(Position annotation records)

------------------------------------

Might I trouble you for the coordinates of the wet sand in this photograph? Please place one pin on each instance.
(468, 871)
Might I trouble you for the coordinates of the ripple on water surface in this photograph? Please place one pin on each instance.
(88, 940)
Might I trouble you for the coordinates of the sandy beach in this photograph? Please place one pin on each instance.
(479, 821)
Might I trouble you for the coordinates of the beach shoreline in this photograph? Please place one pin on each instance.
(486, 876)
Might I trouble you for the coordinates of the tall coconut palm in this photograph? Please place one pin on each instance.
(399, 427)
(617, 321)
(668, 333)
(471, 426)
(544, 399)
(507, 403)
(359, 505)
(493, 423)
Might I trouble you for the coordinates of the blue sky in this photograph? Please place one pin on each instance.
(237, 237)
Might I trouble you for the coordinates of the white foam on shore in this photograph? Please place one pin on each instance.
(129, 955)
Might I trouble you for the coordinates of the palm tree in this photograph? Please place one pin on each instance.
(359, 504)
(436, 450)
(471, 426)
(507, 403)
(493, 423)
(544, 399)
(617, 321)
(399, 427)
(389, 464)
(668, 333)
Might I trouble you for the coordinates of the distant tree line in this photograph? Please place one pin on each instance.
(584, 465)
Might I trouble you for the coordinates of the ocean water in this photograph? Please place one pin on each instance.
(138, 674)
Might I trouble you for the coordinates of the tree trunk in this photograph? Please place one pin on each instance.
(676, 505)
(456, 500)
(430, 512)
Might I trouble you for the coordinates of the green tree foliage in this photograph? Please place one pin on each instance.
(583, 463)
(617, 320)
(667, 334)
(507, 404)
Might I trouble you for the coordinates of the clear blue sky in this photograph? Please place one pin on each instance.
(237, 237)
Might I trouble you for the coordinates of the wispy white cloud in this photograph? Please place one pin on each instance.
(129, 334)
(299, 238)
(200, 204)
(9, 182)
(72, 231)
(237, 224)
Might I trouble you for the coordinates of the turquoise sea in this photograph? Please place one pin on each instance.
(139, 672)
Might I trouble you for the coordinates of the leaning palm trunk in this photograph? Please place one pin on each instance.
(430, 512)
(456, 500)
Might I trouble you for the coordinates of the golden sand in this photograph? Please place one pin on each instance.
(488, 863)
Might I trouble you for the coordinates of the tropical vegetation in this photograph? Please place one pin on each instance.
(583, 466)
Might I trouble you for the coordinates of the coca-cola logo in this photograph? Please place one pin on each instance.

------------------------------------

Instructions to follow :: Your task is to repeat the data exactly, with nothing left out.

The answer ::
Might I trouble you for the coordinates of the wet sand in this photograph? Please place one pin on each instance.
(468, 871)
Might I trouble you for the coordinates of the ripple on water surface in this photograph? Please place one pin on each instance.
(88, 940)
Might I trouble you for the coordinates of the sandy beach in this photograph? Please place one pin on each instance.
(479, 821)
Might I trouble you for the coordinates of the beach shoreline in this photograph? Please place one pin on each instance.
(486, 876)
Might I trouble you for the coordinates of the tall coconut palm in this photograph? Please place one pin on each instance.
(399, 427)
(617, 321)
(668, 333)
(471, 426)
(544, 399)
(507, 403)
(359, 505)
(493, 423)
Might I trouble you for the coordinates of the blue sky in this photograph? Please place one pin on each instance.
(237, 237)
Might I trouble you for the coordinates of the white foam on shore in this photograph? Please place one pin on each instance.
(129, 955)
Might I trouble you for the coordinates of the palm tree in this photograph? Please place one pin on each instance.
(359, 504)
(436, 450)
(471, 426)
(507, 403)
(493, 423)
(544, 399)
(617, 321)
(399, 427)
(389, 464)
(668, 333)
Might I trouble you for the coordinates of the distant tree line in this photograph? Please place one pin on each instance.
(584, 465)
Might I trouble you for the coordinates of the ocean water in this photograph? Please place one pin on each instance.
(138, 674)
Might I trouble you for the coordinates of the tree trunk in this photograph? Please place one pin on each instance.
(676, 505)
(456, 500)
(430, 512)
Might I trouble you for the coordinates of the green tree foliage in this photograph? Please place one pin on each instance.
(583, 463)
(617, 320)
(667, 334)
(507, 404)
Might I trouble you for the coordinates of the clear blue sky in this photograph? Please place one pin on each instance.
(237, 237)
Might I trouble you for the coordinates of the wispy white cloud in this photograph? Please place one pin on each instance.
(129, 334)
(299, 238)
(200, 204)
(9, 182)
(72, 231)
(237, 224)
Might I trouble you for the coordinates of the turquoise sea in this photograph? Please place one pin on each instance.
(139, 672)
Might I trouble you for the coordinates of the leaning palm trunk in this photograph? Please place one pin on each instance.
(430, 512)
(456, 500)
Might I trouble you for the coordinates of the golden sand in this photograph? Please place one pin on each instance.
(488, 863)
Might I trouble you for the coordinates of the tropical vegetation in this photograph? Please place one pin on each instance.
(583, 466)
Might I trouble you for the coordinates of the coca-cola logo in this photograph? Please place one pin on each instance.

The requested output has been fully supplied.